### Données disponibles
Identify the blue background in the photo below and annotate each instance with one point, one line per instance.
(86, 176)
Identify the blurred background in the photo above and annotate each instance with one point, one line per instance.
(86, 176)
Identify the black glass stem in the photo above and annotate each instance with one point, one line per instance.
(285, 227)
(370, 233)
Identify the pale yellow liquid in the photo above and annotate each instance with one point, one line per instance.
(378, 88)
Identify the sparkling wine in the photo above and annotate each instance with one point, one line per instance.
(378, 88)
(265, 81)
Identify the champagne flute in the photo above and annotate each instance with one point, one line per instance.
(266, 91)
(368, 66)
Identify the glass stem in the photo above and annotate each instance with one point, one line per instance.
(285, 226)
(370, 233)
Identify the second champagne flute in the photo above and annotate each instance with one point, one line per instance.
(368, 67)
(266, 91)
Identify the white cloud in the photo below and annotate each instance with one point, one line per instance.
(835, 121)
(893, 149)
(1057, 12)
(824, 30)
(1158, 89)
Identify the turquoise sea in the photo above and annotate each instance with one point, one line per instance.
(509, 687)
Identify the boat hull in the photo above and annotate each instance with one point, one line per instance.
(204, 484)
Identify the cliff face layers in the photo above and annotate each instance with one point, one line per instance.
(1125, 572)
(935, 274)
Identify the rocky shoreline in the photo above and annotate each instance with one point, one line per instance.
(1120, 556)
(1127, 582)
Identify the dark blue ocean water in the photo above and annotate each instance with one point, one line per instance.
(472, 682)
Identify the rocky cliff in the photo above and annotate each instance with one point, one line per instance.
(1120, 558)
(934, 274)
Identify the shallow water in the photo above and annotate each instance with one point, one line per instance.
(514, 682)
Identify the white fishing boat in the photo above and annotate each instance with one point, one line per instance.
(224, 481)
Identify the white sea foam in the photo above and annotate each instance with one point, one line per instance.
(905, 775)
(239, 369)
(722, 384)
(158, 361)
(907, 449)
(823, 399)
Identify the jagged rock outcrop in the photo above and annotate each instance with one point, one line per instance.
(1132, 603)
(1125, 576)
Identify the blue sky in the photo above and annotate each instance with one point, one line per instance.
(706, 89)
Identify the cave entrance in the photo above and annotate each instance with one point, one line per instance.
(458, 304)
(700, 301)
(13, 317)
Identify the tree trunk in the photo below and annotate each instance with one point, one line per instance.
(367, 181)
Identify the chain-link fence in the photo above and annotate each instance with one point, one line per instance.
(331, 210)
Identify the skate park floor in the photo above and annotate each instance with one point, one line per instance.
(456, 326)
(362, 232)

### Consigne
Pourriez-vous extraire toutes les lignes ci-dessus, de la première à la dernière, et les recopier telles quelles, sans rien y changer ?

### Réponse attendue
Identify the blue background in the photo below and annotate each instance with one point, one line per instance.
(86, 176)
Identify the blurred background in the photo above and annotate each instance with one point, one line per instance.
(86, 176)
Identify the black glass stem in the photo above and annotate each instance with one point, one line per instance.
(285, 227)
(370, 233)
Identify the pale yellow liquid in the photo above and annotate each instance with one point, one line per instance.
(378, 88)
Identify the sparkling wine in the photo above and annotate each instance with one point, one line per instance.
(378, 88)
(265, 81)
Identify the champagne flute in the photo above and annotate each instance with one point, one line per instance.
(266, 91)
(368, 66)
Identify the glass stem in the photo above and annotate each instance with one point, one line per instance.
(285, 226)
(370, 233)
Identify the second champagne flute in the photo above and annotate each instance with one point, one line per instance.
(368, 67)
(266, 91)
Identify the white cloud in the photo below and annotate each instance with one point, one line per instance.
(835, 121)
(893, 149)
(1057, 12)
(824, 30)
(1158, 89)
Identify the turquoise sea in the photo above and annotate each instance with one point, one line per instance.
(509, 687)
Identify the boat hull in the photo above and annotate each instance with one point, one line per instance.
(204, 484)
Identify the cliff face layers in the photo above and annotate each instance with one point, one line per instance.
(1125, 572)
(935, 274)
Identify the rocky shoreline in the photo above and annotate each instance with one point, one line per instance.
(1120, 556)
(1127, 582)
Identify the dark blue ocean water in the photo above and annotate each instance with one point, one line per instance.
(472, 682)
Identify the rocky cliff in the photo above and annotate each instance with one point, one line per instance.
(1120, 558)
(934, 274)
Identify the shallow water in the photo above and annotate each instance with one point, one line per instance.
(514, 682)
Identify the white fishing boat in the photo above and annotate each instance with one point, one line per instance.
(224, 481)
Identify the white sea foam in the photo above and annotate each instance with one point, one line per instance.
(905, 775)
(239, 369)
(722, 384)
(158, 361)
(907, 449)
(823, 399)
Identify the jagged rock outcrop in the photo above and annotate each instance with one point, one line per instance.
(1132, 603)
(1125, 576)
Identify the blue sky in the photo above and annotate each instance with one point, one line per instance.
(706, 89)
Identify the cave entrance in the photo above and annotate each instance with one point, one line per instance.
(458, 304)
(700, 301)
(13, 317)
Identify the tree trunk in the photo below and annotate each instance with one point, one line per instance.
(367, 181)
Identify the chain-link fence in the photo above and annotate each instance with one point, one line per instance.
(331, 210)
Identify the skate park floor in the photo above and annotate each instance with one point, one line per instance.
(456, 326)
(362, 232)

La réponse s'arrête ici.